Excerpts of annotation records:
(begin)

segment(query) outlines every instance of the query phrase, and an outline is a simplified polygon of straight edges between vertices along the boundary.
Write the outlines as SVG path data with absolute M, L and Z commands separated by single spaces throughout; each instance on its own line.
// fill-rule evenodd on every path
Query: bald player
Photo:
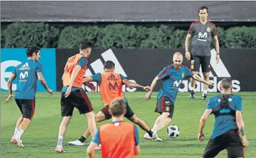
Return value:
M 174 105 L 177 96 L 178 90 L 184 77 L 192 77 L 193 79 L 202 82 L 208 85 L 213 85 L 201 78 L 196 74 L 193 74 L 190 69 L 182 64 L 183 56 L 179 52 L 174 54 L 173 58 L 173 64 L 167 66 L 156 76 L 151 85 L 151 91 L 145 95 L 145 99 L 150 99 L 152 92 L 159 80 L 162 80 L 162 88 L 160 90 L 154 112 L 159 113 L 161 115 L 156 119 L 151 131 L 153 132 L 151 137 L 148 133 L 144 135 L 144 139 L 157 141 L 162 141 L 156 134 L 167 124 L 171 122 L 173 111 Z

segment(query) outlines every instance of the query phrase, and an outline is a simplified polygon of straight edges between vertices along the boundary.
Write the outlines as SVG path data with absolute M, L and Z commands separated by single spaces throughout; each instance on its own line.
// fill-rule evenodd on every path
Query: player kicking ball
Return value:
M 151 85 L 151 91 L 148 91 L 144 96 L 145 100 L 150 99 L 157 81 L 162 80 L 162 87 L 158 93 L 154 110 L 154 112 L 161 114 L 156 119 L 154 127 L 151 129 L 153 132 L 153 136 L 150 137 L 148 133 L 146 133 L 144 137 L 145 139 L 162 141 L 162 139 L 158 137 L 157 131 L 171 122 L 178 90 L 184 77 L 192 77 L 206 85 L 213 85 L 213 83 L 207 82 L 198 75 L 193 74 L 187 66 L 182 65 L 183 56 L 181 53 L 175 53 L 173 61 L 173 64 L 164 67 L 154 79 Z
M 95 116 L 96 122 L 102 122 L 111 118 L 109 111 L 109 106 L 111 102 L 117 98 L 124 99 L 126 105 L 126 112 L 125 117 L 133 123 L 138 125 L 140 128 L 147 132 L 148 135 L 152 136 L 153 132 L 142 119 L 138 118 L 133 111 L 128 105 L 123 91 L 122 91 L 123 84 L 130 87 L 140 88 L 145 91 L 150 90 L 149 86 L 144 87 L 136 83 L 130 82 L 120 74 L 114 73 L 115 64 L 113 62 L 108 61 L 104 64 L 104 73 L 97 73 L 92 76 L 86 77 L 83 79 L 83 83 L 88 82 L 97 82 L 100 88 L 100 93 L 102 98 L 104 108 L 102 109 Z M 79 139 L 69 142 L 71 145 L 85 145 L 85 140 L 91 135 L 87 129 L 84 134 Z M 100 147 L 100 146 L 99 146 Z

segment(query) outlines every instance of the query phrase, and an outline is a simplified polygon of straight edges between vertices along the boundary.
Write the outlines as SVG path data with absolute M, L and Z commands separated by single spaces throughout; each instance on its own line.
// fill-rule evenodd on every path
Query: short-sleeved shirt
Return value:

(end)

PROBLEM DESCRIPTION
Put every line of the data above into a JSON list of strings, one string per line, with blank lines and the pictures left out.

REPLY
[
  "segment(query) outlines every instance of the query phrase, and an outline is a simplified polygon of straight edges between vertices along the boundary.",
  "Write the outlines as SVG path data with absolute M, L and Z commands separated by single spaces throughout; each instance on its own line.",
  "// fill-rule evenodd on every path",
  "Query: bald player",
  "Photo:",
  "Return value:",
  "M 174 105 L 177 96 L 178 90 L 184 77 L 192 77 L 193 79 L 202 82 L 208 85 L 213 85 L 201 78 L 196 74 L 193 74 L 190 69 L 182 64 L 183 56 L 179 52 L 174 54 L 173 58 L 173 64 L 167 66 L 156 76 L 151 85 L 151 91 L 145 95 L 145 99 L 150 99 L 152 92 L 159 80 L 162 80 L 162 88 L 160 90 L 154 112 L 159 113 L 161 115 L 156 119 L 151 131 L 153 132 L 151 137 L 148 133 L 144 135 L 144 139 L 157 141 L 162 141 L 156 134 L 167 124 L 171 122 L 173 111 Z",
  "segment(query) outlines every instance of the query phrase, and an outline is a simplified polygon of straight edges between vertices along the boundary.",
  "Write the outlines as SVG path data with absolute M, L and Z commands separated by single spaces throughout; each instance on its own line.",
  "// fill-rule evenodd on every path",
  "Query: player kicking ball",
  "Return value:",
  "M 151 85 L 151 91 L 148 91 L 144 96 L 145 100 L 150 99 L 157 81 L 162 80 L 162 87 L 158 93 L 154 110 L 154 112 L 161 114 L 156 119 L 154 127 L 151 129 L 153 132 L 153 136 L 150 137 L 148 133 L 146 133 L 144 137 L 145 139 L 162 141 L 162 139 L 158 137 L 157 131 L 171 122 L 178 90 L 184 77 L 192 77 L 206 85 L 213 85 L 213 83 L 207 82 L 198 75 L 193 74 L 187 66 L 182 65 L 183 56 L 181 53 L 175 53 L 173 61 L 173 64 L 164 67 L 154 79 Z",
  "M 95 116 L 96 122 L 102 122 L 111 118 L 109 111 L 109 106 L 111 102 L 117 98 L 124 99 L 126 105 L 126 112 L 125 117 L 133 123 L 138 125 L 140 128 L 147 132 L 148 135 L 152 136 L 153 132 L 142 119 L 138 118 L 133 111 L 128 105 L 123 91 L 122 91 L 123 84 L 130 87 L 140 88 L 145 91 L 150 90 L 149 86 L 144 87 L 136 83 L 130 82 L 120 74 L 114 73 L 115 64 L 113 62 L 108 61 L 104 64 L 104 73 L 97 73 L 92 76 L 86 77 L 83 79 L 83 83 L 88 82 L 97 82 L 100 88 L 100 93 L 102 98 L 104 108 L 102 109 Z M 79 139 L 69 142 L 71 145 L 85 145 L 85 140 L 91 135 L 87 129 L 84 134 Z M 100 147 L 100 146 L 99 146 Z",
  "segment(query) outlines every instance of the query phrase, and an outline is a simplified polygon of straight edges between vertices along the boundary.",
  "Write the outlines as SVG path data with absolute M, L and Z commands separated by single spaces throughout; each instance on its own line.",
  "// fill-rule evenodd on every path",
  "Query: short-sleeved shirt",
  "Return value:"
]